Express the material from its first line through the line containing "[224,375,231,411]", both ends included, as a JSON list with one string per line and no blank lines.

=-=-=-=-=

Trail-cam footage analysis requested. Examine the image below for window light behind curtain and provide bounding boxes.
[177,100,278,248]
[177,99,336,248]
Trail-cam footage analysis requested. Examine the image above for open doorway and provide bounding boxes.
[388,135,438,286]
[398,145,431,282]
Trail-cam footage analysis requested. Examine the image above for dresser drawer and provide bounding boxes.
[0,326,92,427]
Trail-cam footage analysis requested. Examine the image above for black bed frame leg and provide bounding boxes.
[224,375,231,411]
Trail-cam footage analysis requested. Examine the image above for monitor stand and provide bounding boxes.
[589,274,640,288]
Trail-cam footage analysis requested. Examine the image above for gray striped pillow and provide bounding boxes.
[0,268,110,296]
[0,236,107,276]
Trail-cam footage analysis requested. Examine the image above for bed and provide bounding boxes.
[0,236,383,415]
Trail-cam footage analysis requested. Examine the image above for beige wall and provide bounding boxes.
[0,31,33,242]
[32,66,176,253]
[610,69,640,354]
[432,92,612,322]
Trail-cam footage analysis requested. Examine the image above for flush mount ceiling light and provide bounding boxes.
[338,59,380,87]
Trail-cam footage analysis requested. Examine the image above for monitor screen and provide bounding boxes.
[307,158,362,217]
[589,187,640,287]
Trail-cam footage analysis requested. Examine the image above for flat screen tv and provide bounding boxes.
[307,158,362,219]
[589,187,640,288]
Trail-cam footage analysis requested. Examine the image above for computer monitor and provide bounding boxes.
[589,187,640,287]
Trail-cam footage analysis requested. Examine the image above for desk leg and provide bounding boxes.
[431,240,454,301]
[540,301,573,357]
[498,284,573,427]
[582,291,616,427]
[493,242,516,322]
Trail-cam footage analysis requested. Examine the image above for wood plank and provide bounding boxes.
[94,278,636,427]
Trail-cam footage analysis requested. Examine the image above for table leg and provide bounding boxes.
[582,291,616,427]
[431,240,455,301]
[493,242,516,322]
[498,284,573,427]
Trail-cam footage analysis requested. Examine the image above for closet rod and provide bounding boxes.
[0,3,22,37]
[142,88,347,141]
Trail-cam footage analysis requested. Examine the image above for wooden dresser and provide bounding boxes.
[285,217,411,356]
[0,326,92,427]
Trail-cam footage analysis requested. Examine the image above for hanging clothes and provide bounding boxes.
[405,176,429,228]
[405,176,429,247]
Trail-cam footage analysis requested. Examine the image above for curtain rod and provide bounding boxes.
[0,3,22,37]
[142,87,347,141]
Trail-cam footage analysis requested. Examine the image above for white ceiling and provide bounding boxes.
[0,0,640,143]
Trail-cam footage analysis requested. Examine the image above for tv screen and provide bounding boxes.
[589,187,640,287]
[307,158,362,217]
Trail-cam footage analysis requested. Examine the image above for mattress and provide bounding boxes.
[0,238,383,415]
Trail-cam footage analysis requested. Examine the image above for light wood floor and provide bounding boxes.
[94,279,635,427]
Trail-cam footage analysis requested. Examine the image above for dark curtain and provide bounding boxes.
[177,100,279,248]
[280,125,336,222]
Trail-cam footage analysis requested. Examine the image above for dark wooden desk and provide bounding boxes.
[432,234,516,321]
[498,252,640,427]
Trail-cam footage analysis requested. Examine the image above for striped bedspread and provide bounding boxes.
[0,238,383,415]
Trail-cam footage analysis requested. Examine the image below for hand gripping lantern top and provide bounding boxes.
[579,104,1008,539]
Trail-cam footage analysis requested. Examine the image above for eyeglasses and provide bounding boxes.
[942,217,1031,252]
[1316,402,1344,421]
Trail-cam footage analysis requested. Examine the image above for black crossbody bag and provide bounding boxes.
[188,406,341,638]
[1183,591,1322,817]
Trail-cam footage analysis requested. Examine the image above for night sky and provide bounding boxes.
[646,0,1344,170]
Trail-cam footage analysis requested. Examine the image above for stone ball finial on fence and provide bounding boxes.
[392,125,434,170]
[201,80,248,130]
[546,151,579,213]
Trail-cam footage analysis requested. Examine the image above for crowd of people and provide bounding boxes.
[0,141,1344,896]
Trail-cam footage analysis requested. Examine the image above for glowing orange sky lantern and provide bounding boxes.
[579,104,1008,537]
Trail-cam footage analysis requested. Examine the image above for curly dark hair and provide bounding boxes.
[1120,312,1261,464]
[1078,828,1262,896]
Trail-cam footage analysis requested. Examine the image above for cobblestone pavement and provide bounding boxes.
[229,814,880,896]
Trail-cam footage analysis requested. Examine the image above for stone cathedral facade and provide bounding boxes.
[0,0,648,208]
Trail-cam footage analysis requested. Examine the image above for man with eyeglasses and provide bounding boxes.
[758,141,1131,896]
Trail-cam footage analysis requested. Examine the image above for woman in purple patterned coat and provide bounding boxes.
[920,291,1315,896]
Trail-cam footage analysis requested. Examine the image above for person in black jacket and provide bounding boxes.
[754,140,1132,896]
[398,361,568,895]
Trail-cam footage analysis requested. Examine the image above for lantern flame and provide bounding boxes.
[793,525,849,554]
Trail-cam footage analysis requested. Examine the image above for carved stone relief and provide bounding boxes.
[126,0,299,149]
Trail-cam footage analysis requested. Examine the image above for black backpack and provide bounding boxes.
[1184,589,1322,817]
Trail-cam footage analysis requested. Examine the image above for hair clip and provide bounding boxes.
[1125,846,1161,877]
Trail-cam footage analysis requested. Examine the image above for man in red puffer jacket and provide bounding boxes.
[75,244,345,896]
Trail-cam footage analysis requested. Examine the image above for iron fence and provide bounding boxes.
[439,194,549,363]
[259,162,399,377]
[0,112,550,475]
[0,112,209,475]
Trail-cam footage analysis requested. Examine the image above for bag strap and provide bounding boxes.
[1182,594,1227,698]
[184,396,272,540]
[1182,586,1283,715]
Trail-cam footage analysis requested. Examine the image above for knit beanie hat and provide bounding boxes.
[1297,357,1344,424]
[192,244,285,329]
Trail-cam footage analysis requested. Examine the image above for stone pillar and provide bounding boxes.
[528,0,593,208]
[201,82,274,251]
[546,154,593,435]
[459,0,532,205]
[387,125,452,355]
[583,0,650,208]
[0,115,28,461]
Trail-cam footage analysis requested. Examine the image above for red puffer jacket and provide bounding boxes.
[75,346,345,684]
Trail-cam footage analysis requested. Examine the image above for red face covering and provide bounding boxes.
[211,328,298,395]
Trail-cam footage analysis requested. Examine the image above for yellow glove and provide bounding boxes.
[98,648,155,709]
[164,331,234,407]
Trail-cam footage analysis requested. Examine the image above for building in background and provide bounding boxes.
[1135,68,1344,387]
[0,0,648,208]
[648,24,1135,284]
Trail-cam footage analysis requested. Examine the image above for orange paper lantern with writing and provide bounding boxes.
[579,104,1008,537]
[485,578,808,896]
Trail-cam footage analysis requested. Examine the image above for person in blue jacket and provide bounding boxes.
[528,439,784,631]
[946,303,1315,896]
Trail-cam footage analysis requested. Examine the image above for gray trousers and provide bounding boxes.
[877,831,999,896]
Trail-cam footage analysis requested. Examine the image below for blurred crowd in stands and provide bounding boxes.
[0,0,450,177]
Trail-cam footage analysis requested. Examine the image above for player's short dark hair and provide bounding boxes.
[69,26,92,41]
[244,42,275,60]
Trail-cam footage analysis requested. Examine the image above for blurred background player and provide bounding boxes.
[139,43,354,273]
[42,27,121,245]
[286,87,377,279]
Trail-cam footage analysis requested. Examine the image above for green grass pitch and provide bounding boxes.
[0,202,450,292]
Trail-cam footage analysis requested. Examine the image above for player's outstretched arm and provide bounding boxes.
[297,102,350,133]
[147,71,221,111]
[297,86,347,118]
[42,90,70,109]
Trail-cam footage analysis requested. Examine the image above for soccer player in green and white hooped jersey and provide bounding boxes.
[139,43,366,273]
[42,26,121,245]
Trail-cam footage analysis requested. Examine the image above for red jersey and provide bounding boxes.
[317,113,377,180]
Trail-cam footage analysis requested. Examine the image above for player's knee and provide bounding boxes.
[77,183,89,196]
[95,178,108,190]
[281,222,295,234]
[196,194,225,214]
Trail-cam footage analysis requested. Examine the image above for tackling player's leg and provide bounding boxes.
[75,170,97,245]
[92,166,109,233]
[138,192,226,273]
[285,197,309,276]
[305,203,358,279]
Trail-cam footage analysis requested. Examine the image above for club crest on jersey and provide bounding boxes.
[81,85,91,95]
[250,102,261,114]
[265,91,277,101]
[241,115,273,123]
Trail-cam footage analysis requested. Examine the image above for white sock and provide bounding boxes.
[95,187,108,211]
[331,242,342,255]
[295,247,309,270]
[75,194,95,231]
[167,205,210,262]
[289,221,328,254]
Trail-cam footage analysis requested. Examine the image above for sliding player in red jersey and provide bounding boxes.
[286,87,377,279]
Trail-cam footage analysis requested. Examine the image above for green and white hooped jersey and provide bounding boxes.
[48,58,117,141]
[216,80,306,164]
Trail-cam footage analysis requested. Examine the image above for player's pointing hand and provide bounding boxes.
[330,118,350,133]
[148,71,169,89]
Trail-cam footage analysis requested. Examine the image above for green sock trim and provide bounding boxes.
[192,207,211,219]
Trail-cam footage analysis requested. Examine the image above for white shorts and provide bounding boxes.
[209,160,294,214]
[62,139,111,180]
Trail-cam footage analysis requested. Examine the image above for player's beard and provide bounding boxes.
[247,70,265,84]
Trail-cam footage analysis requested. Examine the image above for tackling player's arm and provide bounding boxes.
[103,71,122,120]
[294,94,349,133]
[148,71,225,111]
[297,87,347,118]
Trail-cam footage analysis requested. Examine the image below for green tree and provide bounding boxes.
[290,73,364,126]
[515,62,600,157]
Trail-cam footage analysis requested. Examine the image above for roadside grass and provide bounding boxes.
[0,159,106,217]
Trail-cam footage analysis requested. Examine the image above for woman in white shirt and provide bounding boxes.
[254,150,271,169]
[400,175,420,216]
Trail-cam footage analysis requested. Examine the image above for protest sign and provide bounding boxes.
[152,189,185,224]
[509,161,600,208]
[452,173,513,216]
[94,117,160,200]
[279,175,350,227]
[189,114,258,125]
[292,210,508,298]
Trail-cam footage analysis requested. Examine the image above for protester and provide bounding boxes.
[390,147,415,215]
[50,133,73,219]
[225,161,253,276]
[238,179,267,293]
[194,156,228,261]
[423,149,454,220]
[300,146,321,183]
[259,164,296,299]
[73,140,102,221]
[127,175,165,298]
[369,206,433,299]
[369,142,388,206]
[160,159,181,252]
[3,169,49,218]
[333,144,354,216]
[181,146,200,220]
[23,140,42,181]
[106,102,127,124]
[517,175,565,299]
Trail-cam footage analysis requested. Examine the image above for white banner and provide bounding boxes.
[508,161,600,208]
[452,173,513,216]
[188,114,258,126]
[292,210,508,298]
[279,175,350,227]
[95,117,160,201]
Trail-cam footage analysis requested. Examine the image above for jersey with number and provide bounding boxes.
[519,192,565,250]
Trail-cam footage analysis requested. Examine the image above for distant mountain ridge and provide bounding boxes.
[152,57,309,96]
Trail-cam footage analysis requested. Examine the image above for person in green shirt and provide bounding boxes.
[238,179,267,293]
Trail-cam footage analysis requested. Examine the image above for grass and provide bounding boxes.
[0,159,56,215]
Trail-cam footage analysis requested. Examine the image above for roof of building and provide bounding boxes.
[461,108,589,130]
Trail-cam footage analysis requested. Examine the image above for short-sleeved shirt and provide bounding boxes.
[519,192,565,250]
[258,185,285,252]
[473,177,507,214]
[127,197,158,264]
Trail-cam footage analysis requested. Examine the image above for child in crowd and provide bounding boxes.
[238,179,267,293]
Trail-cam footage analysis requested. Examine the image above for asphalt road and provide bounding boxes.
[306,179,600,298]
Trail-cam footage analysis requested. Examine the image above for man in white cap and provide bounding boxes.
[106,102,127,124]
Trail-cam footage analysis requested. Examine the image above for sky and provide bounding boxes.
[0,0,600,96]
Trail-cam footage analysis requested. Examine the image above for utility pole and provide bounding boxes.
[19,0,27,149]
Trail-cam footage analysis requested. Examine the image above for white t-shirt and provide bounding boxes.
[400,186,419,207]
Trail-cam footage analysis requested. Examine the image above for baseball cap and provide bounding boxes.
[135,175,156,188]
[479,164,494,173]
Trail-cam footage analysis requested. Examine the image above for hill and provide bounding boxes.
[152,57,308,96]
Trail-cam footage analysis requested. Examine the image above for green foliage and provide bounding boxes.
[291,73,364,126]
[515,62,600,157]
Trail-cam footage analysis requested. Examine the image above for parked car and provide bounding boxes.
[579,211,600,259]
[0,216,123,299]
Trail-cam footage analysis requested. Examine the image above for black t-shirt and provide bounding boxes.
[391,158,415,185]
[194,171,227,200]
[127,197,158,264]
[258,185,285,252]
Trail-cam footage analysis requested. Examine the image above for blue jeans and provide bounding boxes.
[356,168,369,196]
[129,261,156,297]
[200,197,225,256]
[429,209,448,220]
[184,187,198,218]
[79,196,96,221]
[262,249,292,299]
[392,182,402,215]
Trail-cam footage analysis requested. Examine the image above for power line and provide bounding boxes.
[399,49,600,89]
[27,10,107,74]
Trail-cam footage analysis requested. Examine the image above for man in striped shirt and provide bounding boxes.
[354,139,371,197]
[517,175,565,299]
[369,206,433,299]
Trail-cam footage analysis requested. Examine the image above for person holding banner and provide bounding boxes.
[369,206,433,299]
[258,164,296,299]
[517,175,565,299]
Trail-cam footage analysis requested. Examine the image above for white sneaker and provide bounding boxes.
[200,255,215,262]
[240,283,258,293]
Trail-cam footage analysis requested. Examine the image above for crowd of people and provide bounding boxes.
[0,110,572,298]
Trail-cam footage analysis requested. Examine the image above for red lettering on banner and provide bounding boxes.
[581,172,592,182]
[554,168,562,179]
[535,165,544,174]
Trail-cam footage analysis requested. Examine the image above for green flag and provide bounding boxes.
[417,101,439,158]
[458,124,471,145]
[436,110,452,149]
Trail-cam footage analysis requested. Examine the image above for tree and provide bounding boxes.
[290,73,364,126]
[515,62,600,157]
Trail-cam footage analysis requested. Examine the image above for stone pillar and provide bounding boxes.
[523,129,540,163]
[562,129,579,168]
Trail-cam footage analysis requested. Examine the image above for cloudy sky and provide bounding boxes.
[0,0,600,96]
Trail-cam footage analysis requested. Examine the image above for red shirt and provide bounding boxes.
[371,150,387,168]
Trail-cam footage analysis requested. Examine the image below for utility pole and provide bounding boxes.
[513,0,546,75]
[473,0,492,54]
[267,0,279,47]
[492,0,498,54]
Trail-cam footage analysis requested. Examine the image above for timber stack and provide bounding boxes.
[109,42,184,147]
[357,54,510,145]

=-=-=-=-=

» **Result below**:
[
  "Trail-cam footage analysis requested. Examine the image below for window light behind curtain and provide bounding boxes.",
  "[177,100,278,248]",
  "[177,99,336,248]",
  "Trail-cam footage analysis requested. Examine the image above for open doorway and provide bounding boxes.",
  "[388,135,438,286]",
  "[398,145,431,282]",
  "Trail-cam footage analysis requested. Examine the image above for dresser drawer and provide bounding boxes.",
  "[0,326,92,427]",
  "Trail-cam footage analysis requested. Examine the image above for black bed frame leg and provide bounding boxes.",
  "[224,375,231,411]"
]